<<<<
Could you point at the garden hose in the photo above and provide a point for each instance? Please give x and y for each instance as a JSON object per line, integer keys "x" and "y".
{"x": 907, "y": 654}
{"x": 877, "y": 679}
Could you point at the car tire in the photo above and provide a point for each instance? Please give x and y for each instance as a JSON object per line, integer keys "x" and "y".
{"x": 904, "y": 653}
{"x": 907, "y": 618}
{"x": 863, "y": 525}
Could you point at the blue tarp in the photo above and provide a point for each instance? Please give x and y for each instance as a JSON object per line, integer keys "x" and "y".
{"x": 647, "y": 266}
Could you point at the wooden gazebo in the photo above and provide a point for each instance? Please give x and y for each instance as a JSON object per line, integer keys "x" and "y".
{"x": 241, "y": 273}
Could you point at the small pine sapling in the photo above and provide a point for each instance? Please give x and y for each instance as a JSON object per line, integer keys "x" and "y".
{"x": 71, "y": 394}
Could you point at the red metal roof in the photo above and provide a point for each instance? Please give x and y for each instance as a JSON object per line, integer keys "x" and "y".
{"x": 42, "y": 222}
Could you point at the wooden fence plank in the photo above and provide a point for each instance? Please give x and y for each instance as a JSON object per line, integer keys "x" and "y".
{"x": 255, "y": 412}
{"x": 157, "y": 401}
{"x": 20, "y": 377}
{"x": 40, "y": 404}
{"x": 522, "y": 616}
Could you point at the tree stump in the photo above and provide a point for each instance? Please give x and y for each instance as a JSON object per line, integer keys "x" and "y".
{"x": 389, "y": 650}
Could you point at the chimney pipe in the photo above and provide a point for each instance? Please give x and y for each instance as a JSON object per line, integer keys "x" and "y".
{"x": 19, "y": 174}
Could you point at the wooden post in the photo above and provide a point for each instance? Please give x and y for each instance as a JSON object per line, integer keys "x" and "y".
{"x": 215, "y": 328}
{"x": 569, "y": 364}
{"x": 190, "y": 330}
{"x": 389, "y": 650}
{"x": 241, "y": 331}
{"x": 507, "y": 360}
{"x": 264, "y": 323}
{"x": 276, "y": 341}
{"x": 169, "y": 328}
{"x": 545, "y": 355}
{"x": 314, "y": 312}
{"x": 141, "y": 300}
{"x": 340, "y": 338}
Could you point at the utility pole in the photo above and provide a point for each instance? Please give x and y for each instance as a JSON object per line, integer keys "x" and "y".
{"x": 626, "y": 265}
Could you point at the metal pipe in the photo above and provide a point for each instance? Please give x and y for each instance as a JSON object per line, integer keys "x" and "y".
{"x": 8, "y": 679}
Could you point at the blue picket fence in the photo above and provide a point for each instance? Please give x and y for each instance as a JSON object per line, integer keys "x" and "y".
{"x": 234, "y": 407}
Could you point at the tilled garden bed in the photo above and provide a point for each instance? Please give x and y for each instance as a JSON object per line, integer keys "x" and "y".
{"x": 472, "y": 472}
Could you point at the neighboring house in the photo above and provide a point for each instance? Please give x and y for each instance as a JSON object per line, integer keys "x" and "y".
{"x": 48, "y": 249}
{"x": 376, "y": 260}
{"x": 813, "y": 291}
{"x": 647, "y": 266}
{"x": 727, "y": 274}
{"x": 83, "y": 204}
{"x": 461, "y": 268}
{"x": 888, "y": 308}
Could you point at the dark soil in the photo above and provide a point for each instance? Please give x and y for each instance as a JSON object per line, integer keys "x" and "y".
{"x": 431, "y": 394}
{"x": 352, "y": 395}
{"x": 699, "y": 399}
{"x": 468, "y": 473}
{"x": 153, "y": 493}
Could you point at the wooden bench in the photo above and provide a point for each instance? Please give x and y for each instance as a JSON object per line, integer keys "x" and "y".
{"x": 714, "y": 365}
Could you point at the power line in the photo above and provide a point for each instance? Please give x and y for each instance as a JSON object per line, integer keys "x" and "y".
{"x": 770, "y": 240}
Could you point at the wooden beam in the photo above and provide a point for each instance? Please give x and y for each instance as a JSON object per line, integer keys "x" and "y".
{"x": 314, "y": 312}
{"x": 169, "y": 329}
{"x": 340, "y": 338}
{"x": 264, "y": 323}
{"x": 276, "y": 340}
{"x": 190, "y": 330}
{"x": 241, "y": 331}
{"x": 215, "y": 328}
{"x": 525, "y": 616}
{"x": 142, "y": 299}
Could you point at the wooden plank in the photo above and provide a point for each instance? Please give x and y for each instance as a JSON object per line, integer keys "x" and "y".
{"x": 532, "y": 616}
>>>>
To be done >>
Give back the data above exactly as it appears.

Response >>
Could you point at the garden hose in the photo above and provide a point for each instance? Please give x and y for each instance as a JSON object per line, integer keys "x" and "y".
{"x": 907, "y": 654}
{"x": 877, "y": 679}
Could you point at the car tire in the photo above and provide a point for each instance? Please give x and y for each instance as a JSON object per line, integer keys "x" and "y".
{"x": 904, "y": 653}
{"x": 907, "y": 618}
{"x": 863, "y": 525}
Could you point at the blue tarp in the photo above and provide a point for each instance? Please give x and y for each instance as a JSON object per line, integer keys "x" and "y".
{"x": 647, "y": 266}
Could you point at the wooden gazebo in the photo above and provide a point for each instance? Please give x and y for each instance as a JSON object per line, integer keys "x" and "y".
{"x": 241, "y": 273}
Could you point at the small pine sapling in the photo above and provide a point for each instance? Please give x and y for each instance as a JSON object per line, integer keys "x" and "y".
{"x": 71, "y": 394}
Could you point at the red metal roof in the photo above and provide a point for each instance? Please give x and y for each instance as a JSON object per line, integer keys "x" and "y".
{"x": 42, "y": 222}
Could you point at the wooden fence plank in the photo above and provide a point for each instance? Please give x and y for each instance as a JSON object per line, integer keys "x" and "y".
{"x": 255, "y": 412}
{"x": 157, "y": 401}
{"x": 20, "y": 377}
{"x": 40, "y": 404}
{"x": 522, "y": 616}
Could you point at the tree stump in the photo above and provide a point for each instance? Please give x and y for each instance as a JSON object per line, integer keys "x" and "y".
{"x": 389, "y": 650}
Could you point at the chimney pipe in the photo above and provide a point for each instance? Please give x and y for each instance as a JSON object per line, integer keys "x" and "y".
{"x": 19, "y": 174}
Could you point at the wooden post in the photo above and provide a point for each instance? Please give x and y for each instance as a JSON object per line, integer keys "x" and "y".
{"x": 215, "y": 328}
{"x": 569, "y": 364}
{"x": 190, "y": 330}
{"x": 389, "y": 650}
{"x": 241, "y": 331}
{"x": 507, "y": 360}
{"x": 264, "y": 323}
{"x": 276, "y": 341}
{"x": 169, "y": 328}
{"x": 545, "y": 355}
{"x": 314, "y": 312}
{"x": 141, "y": 300}
{"x": 340, "y": 338}
Could you point at the utility pole in the photo above and provide a point for each instance? Please give x and y for each instance as a JSON object per line, integer keys "x" and "y".
{"x": 626, "y": 265}
Could you point at the metal pipe in the photo above and provide a point for each instance? Please give x and y for each instance as a JSON object per line, integer keys "x" and "y".
{"x": 8, "y": 679}
Could you point at the blue picket fence in the photo above and provide a point for each instance? Please give x and y for each instance as a JSON object per line, integer keys "x" and "y".
{"x": 234, "y": 407}
Could you point at the tilled garden bed in the photo above and provide a point for each instance? Please give x and y for each instance as a JSON object per line, integer keys "x" and "y".
{"x": 472, "y": 472}
Could you point at the neighboring house in the photo above and provide a point for each instance? Please give x and y for each instance as a JSON object per line, integer keys "x" and "y".
{"x": 48, "y": 249}
{"x": 376, "y": 260}
{"x": 813, "y": 291}
{"x": 647, "y": 266}
{"x": 727, "y": 274}
{"x": 83, "y": 204}
{"x": 461, "y": 268}
{"x": 888, "y": 308}
Could you point at the dark soil in the photo above and provide a point for each instance? Please give x and y for each instance as a JSON object per line, integer keys "x" and "y".
{"x": 431, "y": 394}
{"x": 352, "y": 395}
{"x": 699, "y": 399}
{"x": 468, "y": 473}
{"x": 153, "y": 493}
Could you point at the wooden bench in the photo above and provide a point for each instance? Please give x and y for each instance as a JSON object per line, integer keys "x" and "y".
{"x": 714, "y": 365}
Could you point at the power line in the photo above and provide a point for each instance? Please give x and y for each instance as a JSON object per line, integer keys "x" and "y".
{"x": 770, "y": 240}
Could you point at the wooden beam in the photo above and provide a point for each instance? Please give x and y for each instance as a JSON object per line, integer keys "x" and "y".
{"x": 314, "y": 312}
{"x": 169, "y": 329}
{"x": 340, "y": 338}
{"x": 264, "y": 323}
{"x": 276, "y": 340}
{"x": 190, "y": 330}
{"x": 241, "y": 331}
{"x": 215, "y": 328}
{"x": 525, "y": 616}
{"x": 142, "y": 299}
Could you point at the wooden plank in the photo above and provide a point for each instance? Please give x and y for each instance as a JSON object per line, integer keys "x" and "y".
{"x": 532, "y": 616}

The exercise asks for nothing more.